• What you need to do
Filter the lines below, copying only those with the string "brick".

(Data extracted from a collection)
*** Begin section ***

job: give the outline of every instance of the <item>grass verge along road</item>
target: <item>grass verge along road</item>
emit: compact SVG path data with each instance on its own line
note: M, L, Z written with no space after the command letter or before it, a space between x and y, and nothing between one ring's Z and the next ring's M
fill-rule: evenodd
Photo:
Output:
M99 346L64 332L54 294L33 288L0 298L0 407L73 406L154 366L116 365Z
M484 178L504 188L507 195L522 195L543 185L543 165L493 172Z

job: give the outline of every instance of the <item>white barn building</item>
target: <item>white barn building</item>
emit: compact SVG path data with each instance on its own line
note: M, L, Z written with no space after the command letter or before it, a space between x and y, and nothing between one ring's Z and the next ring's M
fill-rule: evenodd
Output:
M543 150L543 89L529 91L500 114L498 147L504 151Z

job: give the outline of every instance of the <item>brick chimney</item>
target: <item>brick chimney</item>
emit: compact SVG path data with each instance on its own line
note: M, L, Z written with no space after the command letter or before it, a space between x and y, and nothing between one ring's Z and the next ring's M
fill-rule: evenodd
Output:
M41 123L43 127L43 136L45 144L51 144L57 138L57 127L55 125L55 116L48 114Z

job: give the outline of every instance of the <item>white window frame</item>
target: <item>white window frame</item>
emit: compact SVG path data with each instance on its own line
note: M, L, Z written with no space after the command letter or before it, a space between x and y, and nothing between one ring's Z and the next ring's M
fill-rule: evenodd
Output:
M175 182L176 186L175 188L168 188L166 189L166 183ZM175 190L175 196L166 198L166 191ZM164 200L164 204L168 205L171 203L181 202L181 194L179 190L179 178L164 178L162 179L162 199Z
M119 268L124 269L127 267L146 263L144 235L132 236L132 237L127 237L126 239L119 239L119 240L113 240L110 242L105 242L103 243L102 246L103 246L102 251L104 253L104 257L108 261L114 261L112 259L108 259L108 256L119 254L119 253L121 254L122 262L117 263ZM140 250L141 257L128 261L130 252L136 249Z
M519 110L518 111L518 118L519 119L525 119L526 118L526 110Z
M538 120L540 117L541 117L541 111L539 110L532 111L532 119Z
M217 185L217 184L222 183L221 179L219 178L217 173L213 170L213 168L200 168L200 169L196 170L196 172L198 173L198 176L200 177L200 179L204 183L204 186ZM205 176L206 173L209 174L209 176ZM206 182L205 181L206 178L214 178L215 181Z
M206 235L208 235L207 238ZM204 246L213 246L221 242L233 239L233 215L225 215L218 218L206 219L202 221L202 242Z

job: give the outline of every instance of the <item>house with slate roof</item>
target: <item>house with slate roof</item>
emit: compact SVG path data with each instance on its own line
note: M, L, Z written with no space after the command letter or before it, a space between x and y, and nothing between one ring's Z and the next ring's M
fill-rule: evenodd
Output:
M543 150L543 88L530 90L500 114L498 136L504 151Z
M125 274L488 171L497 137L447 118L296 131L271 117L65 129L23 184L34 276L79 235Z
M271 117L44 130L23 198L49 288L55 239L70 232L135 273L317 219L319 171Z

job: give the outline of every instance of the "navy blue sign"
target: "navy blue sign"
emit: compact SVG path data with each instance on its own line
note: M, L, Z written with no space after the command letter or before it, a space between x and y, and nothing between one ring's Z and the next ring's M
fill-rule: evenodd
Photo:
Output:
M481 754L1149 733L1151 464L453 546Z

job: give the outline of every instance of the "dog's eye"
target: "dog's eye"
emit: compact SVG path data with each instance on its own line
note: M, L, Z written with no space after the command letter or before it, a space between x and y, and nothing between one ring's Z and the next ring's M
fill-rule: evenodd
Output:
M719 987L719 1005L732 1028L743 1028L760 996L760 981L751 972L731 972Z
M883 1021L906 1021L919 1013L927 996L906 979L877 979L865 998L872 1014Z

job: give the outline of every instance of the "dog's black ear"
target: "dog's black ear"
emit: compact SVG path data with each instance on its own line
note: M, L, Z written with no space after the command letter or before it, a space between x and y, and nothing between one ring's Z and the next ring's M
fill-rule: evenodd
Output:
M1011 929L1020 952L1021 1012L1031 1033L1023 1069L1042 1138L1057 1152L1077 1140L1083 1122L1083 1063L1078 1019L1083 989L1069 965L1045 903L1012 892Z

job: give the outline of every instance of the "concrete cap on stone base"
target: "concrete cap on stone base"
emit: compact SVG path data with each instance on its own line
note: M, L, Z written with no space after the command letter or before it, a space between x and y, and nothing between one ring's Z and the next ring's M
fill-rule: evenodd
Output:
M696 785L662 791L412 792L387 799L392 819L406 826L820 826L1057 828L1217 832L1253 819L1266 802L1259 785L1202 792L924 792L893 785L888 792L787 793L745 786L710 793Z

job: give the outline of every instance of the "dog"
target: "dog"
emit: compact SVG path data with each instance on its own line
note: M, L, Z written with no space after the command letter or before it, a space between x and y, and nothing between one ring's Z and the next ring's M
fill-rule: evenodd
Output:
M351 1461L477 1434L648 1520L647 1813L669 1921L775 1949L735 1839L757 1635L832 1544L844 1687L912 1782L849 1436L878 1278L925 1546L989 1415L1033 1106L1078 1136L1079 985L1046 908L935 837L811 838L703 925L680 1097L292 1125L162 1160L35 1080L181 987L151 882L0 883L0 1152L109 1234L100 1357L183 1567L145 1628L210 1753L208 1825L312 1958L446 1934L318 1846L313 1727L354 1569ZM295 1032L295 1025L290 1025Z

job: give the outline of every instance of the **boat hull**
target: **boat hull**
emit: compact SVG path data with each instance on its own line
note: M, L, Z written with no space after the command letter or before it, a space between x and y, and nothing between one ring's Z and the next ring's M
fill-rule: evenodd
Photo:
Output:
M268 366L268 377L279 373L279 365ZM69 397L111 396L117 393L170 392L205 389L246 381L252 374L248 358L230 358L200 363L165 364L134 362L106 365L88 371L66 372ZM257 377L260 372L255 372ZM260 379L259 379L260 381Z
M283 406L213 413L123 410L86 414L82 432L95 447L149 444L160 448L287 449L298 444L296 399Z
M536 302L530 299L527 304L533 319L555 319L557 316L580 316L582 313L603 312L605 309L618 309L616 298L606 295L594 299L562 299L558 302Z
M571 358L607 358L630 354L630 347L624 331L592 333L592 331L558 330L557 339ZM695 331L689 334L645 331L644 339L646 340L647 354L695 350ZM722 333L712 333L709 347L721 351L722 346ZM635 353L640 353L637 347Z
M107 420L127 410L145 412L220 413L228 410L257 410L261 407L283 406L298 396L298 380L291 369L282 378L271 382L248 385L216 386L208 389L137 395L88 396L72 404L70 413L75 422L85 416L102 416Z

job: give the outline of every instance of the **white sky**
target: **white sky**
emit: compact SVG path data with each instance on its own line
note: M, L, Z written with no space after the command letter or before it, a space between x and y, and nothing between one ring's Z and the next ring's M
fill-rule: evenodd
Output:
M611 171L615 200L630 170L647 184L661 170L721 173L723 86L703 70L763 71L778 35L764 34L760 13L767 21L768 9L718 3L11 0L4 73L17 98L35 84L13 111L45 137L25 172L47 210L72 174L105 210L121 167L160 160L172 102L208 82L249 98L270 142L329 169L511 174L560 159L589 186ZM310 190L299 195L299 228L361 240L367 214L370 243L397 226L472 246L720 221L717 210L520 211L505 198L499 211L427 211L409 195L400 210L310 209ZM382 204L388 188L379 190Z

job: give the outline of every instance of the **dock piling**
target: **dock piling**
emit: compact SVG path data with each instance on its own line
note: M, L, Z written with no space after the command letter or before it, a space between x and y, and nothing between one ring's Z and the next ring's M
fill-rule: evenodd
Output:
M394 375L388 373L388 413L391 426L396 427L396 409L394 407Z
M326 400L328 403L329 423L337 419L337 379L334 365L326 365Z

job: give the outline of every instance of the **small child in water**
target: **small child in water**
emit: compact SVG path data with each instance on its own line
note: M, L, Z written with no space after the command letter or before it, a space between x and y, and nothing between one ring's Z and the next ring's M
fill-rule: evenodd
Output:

*** End section ***

• Exercise result
job: give the outline of every instance of the <item>brick chimney</item>
target: <item>brick chimney</item>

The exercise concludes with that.